## TRECHO DO DOCUMENTO
────────────────────

Nos anos 90, li pela primeira vez sobre as 3 leis da robótica no livro “Eu, Robô” de Isaac Asimov.
Não levei o livro nem um pouco a sério, afinal era apenas ficção científica. Estávamos muito longe de ter robôs inteligentes. E o livro também tinha passagens que poderiam parecer futuristas em 1950, mas em 1995 já não eram. Por exemplo, um dos personagens tinha um taquígrafo de bolso – um taquígrafo é tipo uma máquina de escrever que permitia uma digitação super rápida. Porém, em 1995 as máquinas de escrever já estavam em seu suspiro final.
Nunca imaginei que reencontraria os conceitos de Asimov, e dessa vez seriamente, mais de vinte anos depois.
E há um motivo forte para isto. A singularidade está próxima.
The end is nigh
A singularidade é o momento em que os computadores serão mais inteligentes do que nós. Este é um termo cunhado por Ray Kursweil, um pesquisador futurista. Kursweil prevê que isto deva ocorrer por volta de 2045.

Mas, profecias à parte, o que é relevante para nós é que está havendo um avanço tecnológico imenso. Os algoritmos estão sendo cada vez mais parte de nossas vidas.
Em um futuro não tão distante, aplicações de internet das coisas, veículos autônomos, computação avançada, inteligência artificial, robotização de processos, estarão presentes em nossas vidas. O avanço exponencial destas tecnologias é traduzido pela Lei de Moore, que diz que o poder computacional dobra a cada 18 meses, para o mesmo custo de produção.
Portanto, não precisamos atingir a singularidade para termos problemas com tal escalada tecnológica. Este futuro trará não apenas problemas técnicos, mas verdadeiros problemas éticos.
A ética robótica
Algumas perguntas esparsas:
- De quem é a responsabilidade em caso de acidentes com veículos autônomos?
- Um robô pode ferir um ser humano?
- O que acontece se um texto, ou um chatbot, ofender um ser humano?
- Haverá perda de autoridade humana, caso os robôs fiquem melhores do que nós no prognóstico de doenças (exemplo: médicos x autodiagnóstico no Google)?
- Uma máquina pode mentir se for para um bem maior? E como uma máquina poderia avaliar o que é um “bem maior”?
- Como evitar problemas afetivos com robôs? Este caso pode parecer bizarro, mas, no Japão há pessoas que se apaixonam por personagens em quadrinhos, porque não haveriam pessoas que se apaixonem por robôs?

────────────────────

## ENUNCIADO A
Reescreva o trecho do texto sobre ética robótica que vai de "Mas, profecias à" até "com veículos autônomos?", substituindo "algoritmos" por "programas".
## ENUNCIADO B
Dê sequência ao texto sobre ética robótica, começando logo depois da última frase apresentada.
Não é preciso consultar o material.

## CONJUNTO DE REGISTROS

────────────────────

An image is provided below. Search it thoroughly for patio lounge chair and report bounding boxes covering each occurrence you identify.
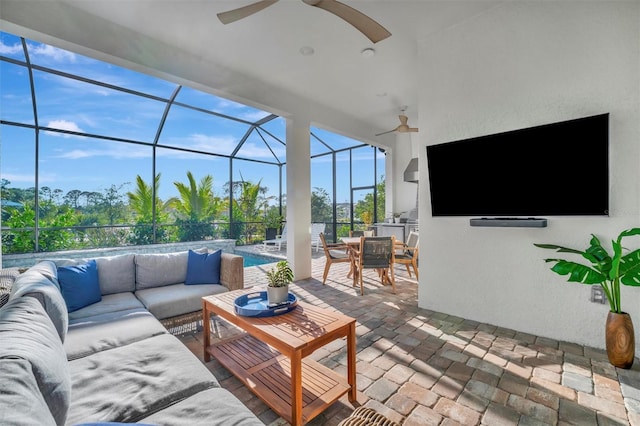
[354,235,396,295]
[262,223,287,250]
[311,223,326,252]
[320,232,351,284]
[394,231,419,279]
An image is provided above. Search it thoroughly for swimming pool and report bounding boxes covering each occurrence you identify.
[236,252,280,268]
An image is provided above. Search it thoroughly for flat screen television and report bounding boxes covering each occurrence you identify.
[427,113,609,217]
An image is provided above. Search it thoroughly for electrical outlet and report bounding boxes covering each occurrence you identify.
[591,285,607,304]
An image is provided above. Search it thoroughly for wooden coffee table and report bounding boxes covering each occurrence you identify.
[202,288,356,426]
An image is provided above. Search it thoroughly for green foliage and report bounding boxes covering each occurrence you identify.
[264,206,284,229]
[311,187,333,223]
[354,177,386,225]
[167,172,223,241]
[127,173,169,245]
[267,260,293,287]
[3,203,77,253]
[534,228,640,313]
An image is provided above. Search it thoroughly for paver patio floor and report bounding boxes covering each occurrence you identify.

────────────────────

## RESPOSTA A
Mas, profecias à parte, o que é relevante para nós é que está havendo um avanço tecnológico imenso. Os programas estão sendo cada vez mais parte de nossas vidas.
Em um futuro não tão distante, aplicações de internet das coisas, veículos autônomos, computação avançada, inteligência artificial, robotização de processos, estarão presentes em nossas vidas. O avanço exponencial destas tecnologias é traduzido pela Lei de Moore, que diz que o poder computacional dobra a cada 18 meses, para o mesmo custo de produção.
Portanto, não precisamos atingir a singularidade para termos problemas com tal escalada tecnológica. Este futuro trará não apenas problemas técnicos, mas verdadeiros problemas éticos.
A ética robótica
Algumas perguntas esparsas:
- De quem é a responsabilidade em caso de acidentes com veículos autônomos?

## RESPOSTA B
A ficção científica está se encontrando com a realidade. Há alguns pesquisadores renomados, atuando no assunto “Ética robótica”. Tive a sorte de ver a palestra de um deles, o prof. Edson Prestes, da UFRGS.
O prof. Prestes faz parte de um grupo do IEEE (Instituto de engenheiros elétricos e eletrônicos), que está estudando um série de normas para guiar o desenvolvimento no assunto.
Esta é a “Iniciativa global por considerações éticas em inteligência artificial e sistemas autônomos”.
É onde a filosofia encontra a tecnologia.
É onde a Eudamonia de Aristóteles (práticas que definem o bem-estar da humanidade) de 3000 anos atrás, encontra-se com alguns dos maiores engenheiros eletrônicos do mundo atual. Literalmente. Vide o print do sumário executivo do grupo.
A ética, mesmo para humanos, é extremamente complexa, um assunto sem fim. Com a participação de robôs, e interações humano-humano, humano-robô, robô-robô, abre-se um leque inimaginável de possibilidades e dilemas éticos.
Espera-se que iniciativas como a do IEEE ajudem a humanidade a projetar um futuro em que os robôs realmente sejam parte de nosso ecossistema. Para maiores informações sobre os temas de trabalho do IEEE, vide links ao final do documento.
As Três Leis da Robótica
Retornando ao início, é impossível falar de ética robótica sem falar das três leis de Asimov. Coloque tal tema em discussão, e com certeza alguém vai levantar este ponto.
Asimov, no conto Runaround (algo como “correndo em círculos”) do livro “Eu, Robô”, expõe as três leis da robótica.
1) um robô não pode ferir um humano ou permitir, por omissão, que um humano sofra algum mal;
2) os robôs devem obedecer às ordens dos humanos, exceto nos casos em que tais ordens entrem em conflito com a primeira lei; e
3) um robô deve proteger sua própria existência, desde que não entre em conflito com as leis anteriores.
As 3 leis são hard-coded nos circuitos positrônicos (termo de Asimov, seja lá o que for) dos robôs, de forma que não há possibilidades deles não cumprirem tais diretrizes.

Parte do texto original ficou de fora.